§ **AIM OF THE TASK**: Each line of the data below that contains "blue" must be copied.

● ● ●

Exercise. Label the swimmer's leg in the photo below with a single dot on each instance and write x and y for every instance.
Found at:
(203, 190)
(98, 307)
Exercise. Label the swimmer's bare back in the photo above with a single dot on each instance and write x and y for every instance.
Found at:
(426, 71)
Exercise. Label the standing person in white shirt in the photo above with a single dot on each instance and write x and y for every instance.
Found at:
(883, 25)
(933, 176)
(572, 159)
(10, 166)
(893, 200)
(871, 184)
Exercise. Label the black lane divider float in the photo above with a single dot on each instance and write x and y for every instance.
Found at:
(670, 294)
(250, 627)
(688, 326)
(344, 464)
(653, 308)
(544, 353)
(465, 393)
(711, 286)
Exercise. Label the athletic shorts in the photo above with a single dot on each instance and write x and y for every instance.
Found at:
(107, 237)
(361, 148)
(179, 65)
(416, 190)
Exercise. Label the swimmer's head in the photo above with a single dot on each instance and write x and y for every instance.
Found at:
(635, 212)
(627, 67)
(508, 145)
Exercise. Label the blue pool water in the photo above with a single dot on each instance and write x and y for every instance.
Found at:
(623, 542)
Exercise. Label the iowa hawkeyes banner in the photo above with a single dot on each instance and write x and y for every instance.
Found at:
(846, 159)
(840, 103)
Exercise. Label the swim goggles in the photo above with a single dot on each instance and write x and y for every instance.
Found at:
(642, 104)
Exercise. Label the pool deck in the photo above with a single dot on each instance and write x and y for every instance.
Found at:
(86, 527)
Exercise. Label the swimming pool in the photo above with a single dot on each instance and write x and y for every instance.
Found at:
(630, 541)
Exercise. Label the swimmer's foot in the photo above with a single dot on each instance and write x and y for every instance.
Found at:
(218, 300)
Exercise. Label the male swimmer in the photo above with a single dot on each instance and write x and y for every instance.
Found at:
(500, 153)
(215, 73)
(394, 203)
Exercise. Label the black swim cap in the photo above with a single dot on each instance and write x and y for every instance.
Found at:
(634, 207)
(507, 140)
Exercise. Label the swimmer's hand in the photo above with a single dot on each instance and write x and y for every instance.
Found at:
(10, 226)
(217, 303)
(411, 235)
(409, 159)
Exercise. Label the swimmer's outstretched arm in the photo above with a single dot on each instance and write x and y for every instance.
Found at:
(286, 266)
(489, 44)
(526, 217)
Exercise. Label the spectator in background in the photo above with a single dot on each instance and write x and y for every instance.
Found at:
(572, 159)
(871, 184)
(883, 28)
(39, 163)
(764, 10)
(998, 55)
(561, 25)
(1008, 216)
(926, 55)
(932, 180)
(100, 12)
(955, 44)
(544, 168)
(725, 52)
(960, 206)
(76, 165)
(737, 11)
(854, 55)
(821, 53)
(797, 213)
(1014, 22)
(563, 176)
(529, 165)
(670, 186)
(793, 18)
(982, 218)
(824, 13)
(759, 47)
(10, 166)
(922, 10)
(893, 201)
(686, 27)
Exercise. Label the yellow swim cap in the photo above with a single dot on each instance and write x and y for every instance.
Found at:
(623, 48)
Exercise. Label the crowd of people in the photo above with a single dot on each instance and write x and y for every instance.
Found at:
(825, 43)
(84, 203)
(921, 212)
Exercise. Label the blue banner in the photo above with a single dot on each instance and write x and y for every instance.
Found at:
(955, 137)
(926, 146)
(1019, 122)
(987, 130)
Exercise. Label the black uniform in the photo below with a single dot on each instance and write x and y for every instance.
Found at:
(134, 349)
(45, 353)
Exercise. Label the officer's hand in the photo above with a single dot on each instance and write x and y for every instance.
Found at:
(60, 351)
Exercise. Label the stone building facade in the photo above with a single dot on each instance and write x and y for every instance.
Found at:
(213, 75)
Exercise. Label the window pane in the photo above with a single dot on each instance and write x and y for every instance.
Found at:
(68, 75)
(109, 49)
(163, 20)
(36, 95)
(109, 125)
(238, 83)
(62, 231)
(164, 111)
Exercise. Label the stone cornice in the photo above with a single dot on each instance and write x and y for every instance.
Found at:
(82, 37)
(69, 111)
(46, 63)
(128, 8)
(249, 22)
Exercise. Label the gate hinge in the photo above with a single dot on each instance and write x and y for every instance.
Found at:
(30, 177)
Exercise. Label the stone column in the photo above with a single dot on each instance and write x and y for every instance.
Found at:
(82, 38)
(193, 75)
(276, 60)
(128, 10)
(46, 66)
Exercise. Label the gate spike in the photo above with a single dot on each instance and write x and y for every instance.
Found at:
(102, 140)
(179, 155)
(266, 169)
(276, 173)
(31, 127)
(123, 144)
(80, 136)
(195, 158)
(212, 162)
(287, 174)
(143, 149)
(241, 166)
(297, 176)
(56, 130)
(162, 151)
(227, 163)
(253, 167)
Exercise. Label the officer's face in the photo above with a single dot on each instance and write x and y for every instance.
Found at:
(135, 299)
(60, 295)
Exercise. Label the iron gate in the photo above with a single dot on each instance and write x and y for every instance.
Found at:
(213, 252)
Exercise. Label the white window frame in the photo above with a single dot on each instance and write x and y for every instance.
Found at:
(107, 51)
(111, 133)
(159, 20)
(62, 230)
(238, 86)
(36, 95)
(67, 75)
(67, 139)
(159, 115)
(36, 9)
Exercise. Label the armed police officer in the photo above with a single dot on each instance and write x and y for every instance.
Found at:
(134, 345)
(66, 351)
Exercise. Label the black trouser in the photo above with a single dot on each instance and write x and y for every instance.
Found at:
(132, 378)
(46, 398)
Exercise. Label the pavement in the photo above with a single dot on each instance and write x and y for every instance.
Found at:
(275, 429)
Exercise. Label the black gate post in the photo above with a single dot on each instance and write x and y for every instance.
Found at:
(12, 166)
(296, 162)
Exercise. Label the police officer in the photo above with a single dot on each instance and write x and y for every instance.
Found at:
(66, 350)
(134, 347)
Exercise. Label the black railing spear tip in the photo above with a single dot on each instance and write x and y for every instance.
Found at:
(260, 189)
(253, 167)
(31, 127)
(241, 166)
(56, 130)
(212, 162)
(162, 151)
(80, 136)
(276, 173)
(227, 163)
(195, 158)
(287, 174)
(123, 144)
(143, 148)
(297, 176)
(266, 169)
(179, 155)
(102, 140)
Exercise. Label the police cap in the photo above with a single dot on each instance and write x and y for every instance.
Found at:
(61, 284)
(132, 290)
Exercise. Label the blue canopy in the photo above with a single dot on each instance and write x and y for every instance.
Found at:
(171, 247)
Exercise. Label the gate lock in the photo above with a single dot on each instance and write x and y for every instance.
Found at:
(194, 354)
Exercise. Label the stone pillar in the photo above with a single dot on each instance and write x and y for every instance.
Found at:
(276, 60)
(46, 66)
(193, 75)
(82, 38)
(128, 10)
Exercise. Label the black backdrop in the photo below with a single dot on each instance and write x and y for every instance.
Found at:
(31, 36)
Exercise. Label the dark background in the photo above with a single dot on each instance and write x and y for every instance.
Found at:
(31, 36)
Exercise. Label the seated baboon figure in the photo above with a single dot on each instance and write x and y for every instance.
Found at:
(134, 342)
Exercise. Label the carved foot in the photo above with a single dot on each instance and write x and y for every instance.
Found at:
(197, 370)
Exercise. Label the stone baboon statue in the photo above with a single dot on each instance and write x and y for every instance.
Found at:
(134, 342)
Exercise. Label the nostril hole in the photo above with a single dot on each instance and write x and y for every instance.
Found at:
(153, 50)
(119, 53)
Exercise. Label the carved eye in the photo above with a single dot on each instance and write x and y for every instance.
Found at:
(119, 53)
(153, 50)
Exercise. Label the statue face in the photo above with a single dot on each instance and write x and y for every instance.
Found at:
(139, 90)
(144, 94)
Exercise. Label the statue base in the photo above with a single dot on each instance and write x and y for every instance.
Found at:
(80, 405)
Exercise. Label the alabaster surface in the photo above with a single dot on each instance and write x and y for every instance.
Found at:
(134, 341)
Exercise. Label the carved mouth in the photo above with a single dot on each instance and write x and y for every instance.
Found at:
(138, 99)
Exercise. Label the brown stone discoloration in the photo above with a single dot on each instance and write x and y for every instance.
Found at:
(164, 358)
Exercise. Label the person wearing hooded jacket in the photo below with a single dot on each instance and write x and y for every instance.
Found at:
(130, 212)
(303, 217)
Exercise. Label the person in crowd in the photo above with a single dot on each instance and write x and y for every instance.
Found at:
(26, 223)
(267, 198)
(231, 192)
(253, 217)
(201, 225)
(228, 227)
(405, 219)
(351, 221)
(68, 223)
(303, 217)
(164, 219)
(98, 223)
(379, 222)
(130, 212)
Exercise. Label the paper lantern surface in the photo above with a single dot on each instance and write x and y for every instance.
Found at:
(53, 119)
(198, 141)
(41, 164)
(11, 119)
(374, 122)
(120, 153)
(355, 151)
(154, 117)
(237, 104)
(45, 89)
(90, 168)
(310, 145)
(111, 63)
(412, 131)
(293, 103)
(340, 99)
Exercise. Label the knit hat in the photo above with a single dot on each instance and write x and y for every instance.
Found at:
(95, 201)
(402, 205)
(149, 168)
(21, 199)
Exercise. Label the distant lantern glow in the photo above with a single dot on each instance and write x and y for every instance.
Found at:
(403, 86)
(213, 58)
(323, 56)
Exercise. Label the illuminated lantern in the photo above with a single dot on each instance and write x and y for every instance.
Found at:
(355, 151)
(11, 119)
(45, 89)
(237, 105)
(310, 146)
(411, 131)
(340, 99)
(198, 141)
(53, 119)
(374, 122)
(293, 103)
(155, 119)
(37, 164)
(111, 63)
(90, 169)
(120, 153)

● ● ●

§ **SOLUTION FOR THIS PROBLEM**:
Exercise. Label the blue pool water in the photo above with a single dot on each instance and write x and y for every instance.
Exercise. Label the blue banner in the photo above with a single dot on each instance and write x and y for every instance.
Exercise. Label the blue canopy in the photo above with a single dot on each instance and write x and y for every instance.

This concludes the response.